(Extracted data entries)
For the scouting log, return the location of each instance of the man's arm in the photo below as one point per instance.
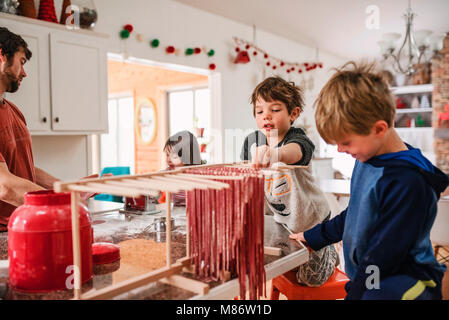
(12, 188)
(44, 179)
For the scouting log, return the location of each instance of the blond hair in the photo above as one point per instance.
(352, 101)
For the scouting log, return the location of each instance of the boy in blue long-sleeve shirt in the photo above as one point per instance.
(385, 229)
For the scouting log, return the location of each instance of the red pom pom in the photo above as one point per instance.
(128, 27)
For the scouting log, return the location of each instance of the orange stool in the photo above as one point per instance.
(287, 284)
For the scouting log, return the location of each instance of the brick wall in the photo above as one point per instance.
(440, 98)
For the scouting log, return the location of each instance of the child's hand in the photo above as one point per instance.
(263, 156)
(298, 236)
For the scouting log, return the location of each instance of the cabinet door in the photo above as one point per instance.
(33, 96)
(78, 83)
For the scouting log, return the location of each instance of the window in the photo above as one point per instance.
(117, 147)
(190, 109)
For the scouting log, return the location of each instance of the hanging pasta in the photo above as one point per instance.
(227, 226)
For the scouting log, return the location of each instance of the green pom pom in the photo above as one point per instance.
(155, 43)
(124, 34)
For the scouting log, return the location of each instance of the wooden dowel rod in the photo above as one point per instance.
(96, 190)
(146, 191)
(161, 186)
(183, 183)
(104, 186)
(199, 178)
(191, 175)
(272, 251)
(186, 284)
(60, 186)
(152, 184)
(76, 245)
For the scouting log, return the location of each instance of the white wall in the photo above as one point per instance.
(65, 157)
(183, 26)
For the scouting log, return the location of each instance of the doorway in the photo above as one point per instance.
(149, 101)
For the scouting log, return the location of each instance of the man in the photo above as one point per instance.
(18, 174)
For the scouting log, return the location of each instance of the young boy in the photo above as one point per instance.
(181, 149)
(292, 197)
(394, 193)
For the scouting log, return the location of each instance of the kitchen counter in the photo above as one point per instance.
(142, 249)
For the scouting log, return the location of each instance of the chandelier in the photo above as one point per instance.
(418, 47)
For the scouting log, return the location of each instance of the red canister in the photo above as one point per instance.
(40, 243)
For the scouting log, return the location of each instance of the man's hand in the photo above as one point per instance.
(300, 237)
(263, 156)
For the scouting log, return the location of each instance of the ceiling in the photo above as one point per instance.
(334, 26)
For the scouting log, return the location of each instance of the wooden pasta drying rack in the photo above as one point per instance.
(140, 185)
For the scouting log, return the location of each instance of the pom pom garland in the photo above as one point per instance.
(170, 49)
(273, 62)
(154, 43)
(129, 27)
(124, 34)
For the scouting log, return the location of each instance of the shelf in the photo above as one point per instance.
(422, 88)
(52, 25)
(406, 129)
(413, 110)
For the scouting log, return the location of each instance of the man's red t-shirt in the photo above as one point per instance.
(15, 151)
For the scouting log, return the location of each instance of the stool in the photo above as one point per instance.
(287, 284)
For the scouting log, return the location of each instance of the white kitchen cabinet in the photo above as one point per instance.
(421, 137)
(78, 83)
(65, 91)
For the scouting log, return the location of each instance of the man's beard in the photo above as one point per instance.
(12, 82)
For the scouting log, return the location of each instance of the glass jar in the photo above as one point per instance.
(87, 13)
(9, 6)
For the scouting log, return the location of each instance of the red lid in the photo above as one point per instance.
(47, 197)
(46, 211)
(105, 252)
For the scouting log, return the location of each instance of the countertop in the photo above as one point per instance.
(142, 249)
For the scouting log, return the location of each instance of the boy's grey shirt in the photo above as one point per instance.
(295, 135)
(293, 198)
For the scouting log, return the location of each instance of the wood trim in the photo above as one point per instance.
(195, 286)
(135, 282)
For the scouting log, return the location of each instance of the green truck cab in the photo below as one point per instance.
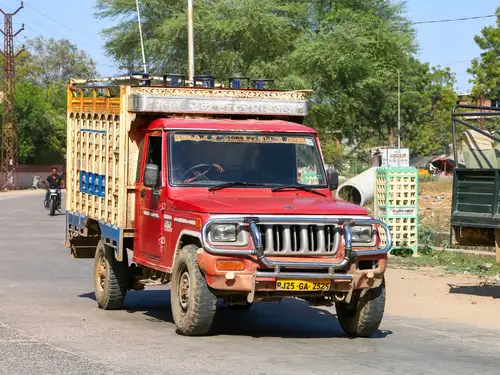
(475, 216)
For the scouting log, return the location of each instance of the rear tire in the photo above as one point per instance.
(110, 278)
(193, 304)
(365, 317)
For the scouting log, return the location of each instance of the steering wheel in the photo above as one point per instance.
(194, 168)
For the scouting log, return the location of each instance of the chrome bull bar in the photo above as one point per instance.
(258, 248)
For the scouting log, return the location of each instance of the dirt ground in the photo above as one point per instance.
(435, 203)
(431, 294)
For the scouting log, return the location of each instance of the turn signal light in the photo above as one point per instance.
(230, 265)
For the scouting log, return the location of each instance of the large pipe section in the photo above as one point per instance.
(358, 190)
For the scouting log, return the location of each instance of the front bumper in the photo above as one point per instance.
(261, 272)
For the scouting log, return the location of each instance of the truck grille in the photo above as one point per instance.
(300, 239)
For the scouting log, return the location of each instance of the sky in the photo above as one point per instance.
(446, 44)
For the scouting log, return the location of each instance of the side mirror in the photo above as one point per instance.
(332, 177)
(151, 175)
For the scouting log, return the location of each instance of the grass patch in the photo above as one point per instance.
(450, 262)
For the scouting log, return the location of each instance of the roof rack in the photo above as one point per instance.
(173, 94)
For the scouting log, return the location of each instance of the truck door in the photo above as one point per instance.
(149, 237)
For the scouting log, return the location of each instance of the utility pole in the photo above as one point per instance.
(9, 154)
(190, 41)
(399, 109)
(140, 34)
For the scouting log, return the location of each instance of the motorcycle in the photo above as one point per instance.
(35, 182)
(54, 203)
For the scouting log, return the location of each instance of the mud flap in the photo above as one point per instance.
(83, 247)
(251, 295)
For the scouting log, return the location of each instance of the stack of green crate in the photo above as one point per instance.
(396, 203)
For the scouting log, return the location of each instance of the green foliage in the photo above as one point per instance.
(486, 68)
(347, 51)
(41, 127)
(42, 74)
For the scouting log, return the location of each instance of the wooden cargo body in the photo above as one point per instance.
(105, 125)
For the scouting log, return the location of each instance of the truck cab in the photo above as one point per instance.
(475, 216)
(221, 193)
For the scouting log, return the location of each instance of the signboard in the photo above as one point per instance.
(399, 211)
(393, 157)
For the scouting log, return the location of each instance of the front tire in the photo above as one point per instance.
(193, 304)
(110, 278)
(363, 319)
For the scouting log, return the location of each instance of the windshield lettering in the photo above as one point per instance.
(267, 160)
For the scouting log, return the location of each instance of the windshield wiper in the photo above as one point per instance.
(298, 187)
(234, 183)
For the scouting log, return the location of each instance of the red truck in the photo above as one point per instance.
(222, 193)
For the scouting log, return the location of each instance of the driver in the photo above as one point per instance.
(53, 181)
(189, 156)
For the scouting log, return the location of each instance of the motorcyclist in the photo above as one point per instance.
(53, 181)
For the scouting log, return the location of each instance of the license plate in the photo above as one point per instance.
(303, 285)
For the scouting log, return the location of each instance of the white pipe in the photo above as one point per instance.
(190, 41)
(140, 34)
(358, 190)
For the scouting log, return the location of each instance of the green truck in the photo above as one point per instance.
(475, 217)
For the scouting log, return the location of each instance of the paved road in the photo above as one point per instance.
(49, 324)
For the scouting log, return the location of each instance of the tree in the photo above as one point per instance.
(486, 68)
(41, 127)
(51, 64)
(347, 51)
(42, 75)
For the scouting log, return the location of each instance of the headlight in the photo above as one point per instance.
(223, 233)
(362, 234)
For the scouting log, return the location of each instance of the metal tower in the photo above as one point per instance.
(9, 153)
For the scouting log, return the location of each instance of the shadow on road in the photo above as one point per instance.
(288, 319)
(492, 291)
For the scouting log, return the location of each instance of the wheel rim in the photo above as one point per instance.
(101, 271)
(184, 290)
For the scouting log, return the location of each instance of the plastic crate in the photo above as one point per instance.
(396, 203)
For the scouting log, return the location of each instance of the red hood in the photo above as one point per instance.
(262, 203)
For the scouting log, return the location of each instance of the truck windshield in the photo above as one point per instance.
(206, 159)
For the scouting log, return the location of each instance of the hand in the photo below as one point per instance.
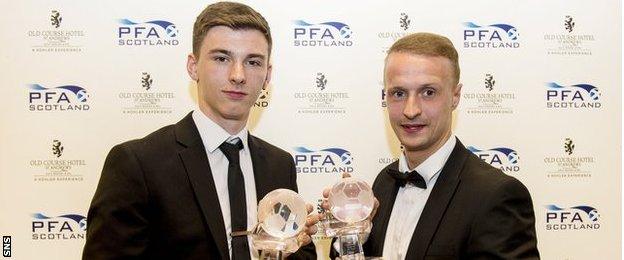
(305, 237)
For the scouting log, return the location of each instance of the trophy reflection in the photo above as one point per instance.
(351, 202)
(281, 216)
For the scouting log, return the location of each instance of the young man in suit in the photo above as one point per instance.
(439, 201)
(190, 190)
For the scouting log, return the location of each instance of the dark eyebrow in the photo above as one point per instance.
(256, 55)
(396, 88)
(223, 51)
(229, 53)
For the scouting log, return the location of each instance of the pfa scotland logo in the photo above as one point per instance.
(63, 227)
(62, 98)
(151, 33)
(577, 218)
(324, 161)
(506, 159)
(490, 36)
(327, 34)
(578, 96)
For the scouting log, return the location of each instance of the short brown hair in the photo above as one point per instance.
(428, 44)
(234, 15)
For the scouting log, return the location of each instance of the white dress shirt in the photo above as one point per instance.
(213, 136)
(410, 201)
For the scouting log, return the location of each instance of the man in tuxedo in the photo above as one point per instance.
(190, 190)
(439, 201)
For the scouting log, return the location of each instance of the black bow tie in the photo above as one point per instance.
(411, 177)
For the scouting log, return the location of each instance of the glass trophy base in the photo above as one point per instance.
(264, 242)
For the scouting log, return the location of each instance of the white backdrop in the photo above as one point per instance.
(527, 57)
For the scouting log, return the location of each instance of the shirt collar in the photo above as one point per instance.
(213, 135)
(432, 165)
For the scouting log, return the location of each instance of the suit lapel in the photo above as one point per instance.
(385, 190)
(195, 160)
(438, 201)
(260, 166)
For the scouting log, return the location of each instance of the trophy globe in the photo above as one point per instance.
(281, 217)
(351, 202)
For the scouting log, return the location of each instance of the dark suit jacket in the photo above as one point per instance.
(474, 211)
(156, 197)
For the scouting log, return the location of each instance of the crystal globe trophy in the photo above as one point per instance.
(281, 216)
(351, 202)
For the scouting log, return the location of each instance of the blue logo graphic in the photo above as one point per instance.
(69, 226)
(327, 34)
(151, 33)
(67, 97)
(506, 159)
(573, 96)
(572, 218)
(490, 36)
(330, 160)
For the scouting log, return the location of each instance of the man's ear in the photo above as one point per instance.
(267, 79)
(191, 67)
(456, 95)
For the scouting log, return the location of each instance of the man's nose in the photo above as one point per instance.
(412, 107)
(237, 73)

• What you should do
Reproduce only the lines from the line containing "man in tuxedo" to the last line of the material above, both of those lines included.

• Task response
For the scouting log, return the location of each instance of the man in tuxedo in the photo above as one point per instance.
(190, 190)
(439, 201)
For the scouting log, return the location of each instance of the black bow tie in the photo above as one point per instance.
(411, 177)
For the scouting log, return the location of each instance of the glass trophy base in the photo above as one point per instance.
(264, 242)
For the scouting log, return the location of each instance of the white backdrop in the photo above as one point per instance.
(527, 57)
For the scouting log, return the location of each instance of the shirt collar in the photo above as one point per instance.
(213, 135)
(432, 165)
For the scouting log, return the location of each instance of the suit lapel in the photo above as one point per instance.
(385, 190)
(195, 160)
(438, 201)
(260, 166)
For the scouting log, return the location of each instance of the trophy globe in the photo above as one point per instance.
(281, 217)
(351, 202)
For the scouting log, return the location of each instance of the dark suit jacket in the photo above as one point per instance.
(474, 211)
(156, 197)
For the scouting log, return the location of each instance of the crystal globe trophy in the photo above as one point per instance.
(281, 216)
(351, 202)
For the scouting log, return the location of each instance of the blue logo graphic in the photo above as one point per instance.
(69, 226)
(327, 34)
(151, 33)
(67, 97)
(506, 159)
(573, 96)
(572, 218)
(490, 36)
(330, 160)
For the scouting log, return the location of each instance of the man's ear in the photo above as one point per instance.
(267, 79)
(191, 67)
(456, 95)
For the scouting log, return the location of each instance of the man's nose in the photo above as one point per instance.
(412, 107)
(237, 73)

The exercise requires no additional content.